**Exercise**
Please answer these questions using the Circle article below.
(a) What was Circle's IPO price, and about how high did the stock climb within hours?
(b) What share of gross reserve income did Coinbase collect in 2024, according to Circle's S-1 filing?
(c) How much EBITDA do analysts estimate a 25 basis point rate cut could shave off?

Going Full Circle: On Top of The Coinbase
The IPO was loud. But Circle’s real challenge is quieter: turning held dollars into moving ones before the yield clock runs out.

Circle went public not long ago and the market loved it. From a modest $31 IPO price, the stock burst through about $87 in hours, triggering ETF filings and earning a “next Visa” whisper campaign from crypto bulls. The hype was thick.
But let's set aside the ticker glow and the congratulatory posts from LinkedIn bros - you’ll see a bit of a void in Circle's future; It is not exactly a payments company as of yet. It’s a $1 billion Treasury fund in a stablecoin costume. Let's strip it naked.
Welcome to the Sovereign Desk.
Yes, exactly. That’s their business model. As of 2024, 99% of Circle’s revenue came from interest, specifically, the yield generated by the quiet $60 billion behind USDC. When people hold the token, Circle earns. When people move it, margins shrink. That there is sort of where the paradox lies.
Generally in fintech, usage is the endgame. But when we look at Circle, it seems that usage is in fact, the cost center.
In most fintech plays, usage is the endgame. But with Circle, usage actually shrinks their profit margin, that is because when people move USDC off-platform or spend it, Circle loses that reserve-based yield. Much of Circle’s distribution comes through Coinbase, which in 2024 collected 60% of gross reserve income (approximately $908 million), according to Circle’s S‑1 filing. In short, every transaction routed via Coinbase chips away at Circle’s bottom line, and that dynamic is baked into their financials.
But let’s be clear: the reserve base is no joke. USDC is a top-tier stablecoin and by no means irrelevant, to the contrary, Circle’s transparency and regulatory alignment even made it a favorite among institutions. But almost a billion dollars of that yield is paid out to distribution partners like Coinbase. So as you can imagine, revenue is up, but net income remains rather underwhelming (almost flat or even negative). Coinbase took $908 million last year alone. Quite the tax on Circle’s success.
And it gets worse. Because Circle’s entire house is built on short-term interest rates. That’s great during a Fed tightening cycle. But what happens when the pivot comes? Analysts estimate that a 25 basis point rate cut could practically shave off $100 million in EBITDA. Now even your barber would argue that ain't a taper. And let’s not get into the details - what if, the interest rate hikes? We might not like that, but Circle may savor the deal. Since almost all of its revenue comes from parking user funds in short-term Treasuries, a Fed hike is in fact, profit. The higher the rate, the fatter the yield on idle USDC. As long as users keep holding and not spending, Circle can sit back and collect. Ironic? More to come?
Which brings us to the existential moment. We're not unfamiliar with projects that once led the narrative often fell when the tables turned. In 2017, the ICO boom (remember the projects with no working products?) collapsed when reality hit, wiping out nearly $700 billion in market cap in just months. Circle’s earnings are tied entirely to macro policy it can’t control. When the pivot comes, revenue could vanish overnight.

**Extracted material**
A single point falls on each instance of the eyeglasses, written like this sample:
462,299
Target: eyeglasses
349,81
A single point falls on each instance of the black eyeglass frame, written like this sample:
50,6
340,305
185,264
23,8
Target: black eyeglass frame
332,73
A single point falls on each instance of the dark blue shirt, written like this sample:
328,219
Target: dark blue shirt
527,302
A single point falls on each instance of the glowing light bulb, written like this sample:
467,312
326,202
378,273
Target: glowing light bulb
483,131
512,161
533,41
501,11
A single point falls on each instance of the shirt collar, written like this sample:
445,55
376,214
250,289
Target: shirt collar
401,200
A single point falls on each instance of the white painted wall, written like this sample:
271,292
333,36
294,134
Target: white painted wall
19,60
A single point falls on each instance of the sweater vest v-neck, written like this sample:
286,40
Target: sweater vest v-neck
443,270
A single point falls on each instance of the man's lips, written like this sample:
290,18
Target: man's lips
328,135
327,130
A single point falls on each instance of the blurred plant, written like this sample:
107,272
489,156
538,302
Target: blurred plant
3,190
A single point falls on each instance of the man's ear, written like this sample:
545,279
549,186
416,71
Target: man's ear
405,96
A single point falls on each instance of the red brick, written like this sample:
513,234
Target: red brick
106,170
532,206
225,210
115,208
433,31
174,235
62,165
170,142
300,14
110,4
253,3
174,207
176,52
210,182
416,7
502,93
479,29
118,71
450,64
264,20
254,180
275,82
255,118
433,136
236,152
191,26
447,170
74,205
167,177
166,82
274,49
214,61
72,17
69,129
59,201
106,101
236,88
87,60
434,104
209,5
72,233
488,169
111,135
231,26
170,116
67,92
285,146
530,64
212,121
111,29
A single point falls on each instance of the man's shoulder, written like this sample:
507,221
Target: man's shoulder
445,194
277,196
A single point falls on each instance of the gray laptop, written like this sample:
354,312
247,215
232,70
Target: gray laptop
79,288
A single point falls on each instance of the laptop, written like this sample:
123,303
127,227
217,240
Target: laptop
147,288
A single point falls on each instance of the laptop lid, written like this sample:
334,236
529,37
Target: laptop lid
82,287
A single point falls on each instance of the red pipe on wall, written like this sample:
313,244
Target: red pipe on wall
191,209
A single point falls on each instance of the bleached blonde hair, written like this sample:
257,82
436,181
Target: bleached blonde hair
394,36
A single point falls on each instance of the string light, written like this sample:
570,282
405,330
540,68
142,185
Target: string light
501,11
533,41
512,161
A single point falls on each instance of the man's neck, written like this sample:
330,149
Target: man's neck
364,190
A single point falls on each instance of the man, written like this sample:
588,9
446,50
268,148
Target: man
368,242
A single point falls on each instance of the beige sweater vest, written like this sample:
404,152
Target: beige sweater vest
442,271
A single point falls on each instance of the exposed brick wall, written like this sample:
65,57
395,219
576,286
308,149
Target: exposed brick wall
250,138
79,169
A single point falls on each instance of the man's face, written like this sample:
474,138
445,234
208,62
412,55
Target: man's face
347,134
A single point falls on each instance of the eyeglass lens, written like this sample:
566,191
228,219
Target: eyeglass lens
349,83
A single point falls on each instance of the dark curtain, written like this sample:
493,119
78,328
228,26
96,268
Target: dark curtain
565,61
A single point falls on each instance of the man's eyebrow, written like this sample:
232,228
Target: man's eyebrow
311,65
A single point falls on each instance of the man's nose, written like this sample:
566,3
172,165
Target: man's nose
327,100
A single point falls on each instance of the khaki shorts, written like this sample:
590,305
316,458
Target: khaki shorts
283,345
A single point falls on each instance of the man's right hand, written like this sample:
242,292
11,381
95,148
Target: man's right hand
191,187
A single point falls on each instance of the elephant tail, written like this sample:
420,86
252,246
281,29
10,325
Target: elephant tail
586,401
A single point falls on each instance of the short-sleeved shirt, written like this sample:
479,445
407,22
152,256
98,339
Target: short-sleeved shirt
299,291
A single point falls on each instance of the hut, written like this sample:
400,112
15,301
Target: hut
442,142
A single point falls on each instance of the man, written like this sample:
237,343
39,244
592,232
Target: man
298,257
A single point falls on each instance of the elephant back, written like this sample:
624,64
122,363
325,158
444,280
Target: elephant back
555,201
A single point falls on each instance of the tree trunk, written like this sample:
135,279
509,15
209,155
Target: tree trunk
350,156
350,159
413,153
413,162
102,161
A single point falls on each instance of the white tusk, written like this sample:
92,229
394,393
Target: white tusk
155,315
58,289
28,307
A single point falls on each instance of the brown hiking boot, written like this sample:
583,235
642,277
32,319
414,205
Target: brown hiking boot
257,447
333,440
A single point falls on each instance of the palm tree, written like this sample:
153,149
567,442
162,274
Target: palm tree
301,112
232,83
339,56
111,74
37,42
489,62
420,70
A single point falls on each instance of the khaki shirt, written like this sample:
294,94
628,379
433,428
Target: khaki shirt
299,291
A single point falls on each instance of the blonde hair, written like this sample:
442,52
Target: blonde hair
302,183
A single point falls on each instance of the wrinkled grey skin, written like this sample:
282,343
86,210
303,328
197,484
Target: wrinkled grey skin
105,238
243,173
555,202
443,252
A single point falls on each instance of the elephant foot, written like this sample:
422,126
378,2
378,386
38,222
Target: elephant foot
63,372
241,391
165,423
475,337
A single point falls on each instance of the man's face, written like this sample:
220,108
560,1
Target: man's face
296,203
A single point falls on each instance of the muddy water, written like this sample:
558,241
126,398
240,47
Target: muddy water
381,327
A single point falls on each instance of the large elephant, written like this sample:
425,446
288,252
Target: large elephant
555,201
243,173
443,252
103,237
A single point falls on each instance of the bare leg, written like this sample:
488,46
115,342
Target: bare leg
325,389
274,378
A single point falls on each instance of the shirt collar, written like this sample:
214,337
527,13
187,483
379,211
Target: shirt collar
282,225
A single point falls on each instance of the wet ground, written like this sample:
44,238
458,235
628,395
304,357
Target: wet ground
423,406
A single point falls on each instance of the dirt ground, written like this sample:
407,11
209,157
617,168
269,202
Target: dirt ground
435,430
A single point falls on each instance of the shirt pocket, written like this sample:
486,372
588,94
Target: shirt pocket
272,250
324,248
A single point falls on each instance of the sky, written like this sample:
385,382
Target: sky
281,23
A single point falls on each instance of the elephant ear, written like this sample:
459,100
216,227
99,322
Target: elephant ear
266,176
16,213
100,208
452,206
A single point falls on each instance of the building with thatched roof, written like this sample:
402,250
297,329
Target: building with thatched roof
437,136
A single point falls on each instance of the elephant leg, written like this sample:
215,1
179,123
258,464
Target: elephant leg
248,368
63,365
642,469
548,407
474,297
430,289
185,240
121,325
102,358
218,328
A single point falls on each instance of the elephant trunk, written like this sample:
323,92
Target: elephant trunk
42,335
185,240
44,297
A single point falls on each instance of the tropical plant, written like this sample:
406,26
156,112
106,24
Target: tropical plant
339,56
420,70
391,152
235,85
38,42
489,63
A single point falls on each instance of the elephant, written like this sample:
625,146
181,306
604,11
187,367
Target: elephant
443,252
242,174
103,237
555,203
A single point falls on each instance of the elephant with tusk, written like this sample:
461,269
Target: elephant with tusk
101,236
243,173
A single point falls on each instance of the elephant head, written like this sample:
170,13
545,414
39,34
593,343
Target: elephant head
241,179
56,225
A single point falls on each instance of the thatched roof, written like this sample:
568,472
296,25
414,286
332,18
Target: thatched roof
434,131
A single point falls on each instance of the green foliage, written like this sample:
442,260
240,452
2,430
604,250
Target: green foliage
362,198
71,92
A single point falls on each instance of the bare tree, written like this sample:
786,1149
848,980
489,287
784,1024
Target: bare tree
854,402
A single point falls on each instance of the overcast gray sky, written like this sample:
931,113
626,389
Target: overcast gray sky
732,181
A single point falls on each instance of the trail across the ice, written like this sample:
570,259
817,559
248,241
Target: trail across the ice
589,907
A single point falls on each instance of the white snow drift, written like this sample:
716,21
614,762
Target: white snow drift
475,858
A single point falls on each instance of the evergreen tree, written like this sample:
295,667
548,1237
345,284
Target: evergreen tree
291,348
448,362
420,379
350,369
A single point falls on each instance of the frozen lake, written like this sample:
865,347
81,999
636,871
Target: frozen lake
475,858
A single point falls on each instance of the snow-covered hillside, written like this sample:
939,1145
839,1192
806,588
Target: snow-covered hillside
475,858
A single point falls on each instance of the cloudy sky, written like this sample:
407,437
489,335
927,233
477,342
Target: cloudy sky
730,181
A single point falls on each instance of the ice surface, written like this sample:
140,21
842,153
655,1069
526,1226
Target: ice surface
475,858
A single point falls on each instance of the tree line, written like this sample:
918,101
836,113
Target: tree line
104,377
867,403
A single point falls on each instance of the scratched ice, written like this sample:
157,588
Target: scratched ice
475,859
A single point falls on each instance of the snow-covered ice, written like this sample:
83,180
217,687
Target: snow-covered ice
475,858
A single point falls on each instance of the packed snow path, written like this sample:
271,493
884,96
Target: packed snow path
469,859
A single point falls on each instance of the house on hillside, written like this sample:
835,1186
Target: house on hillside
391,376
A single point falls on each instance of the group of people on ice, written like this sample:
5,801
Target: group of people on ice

**The output**
(a) The IPO price was $31, and the stock rose to about $87 within hours.
(b) Coinbase collected 60% of gross reserve income, approximately $908 million.
(c) About $100 million.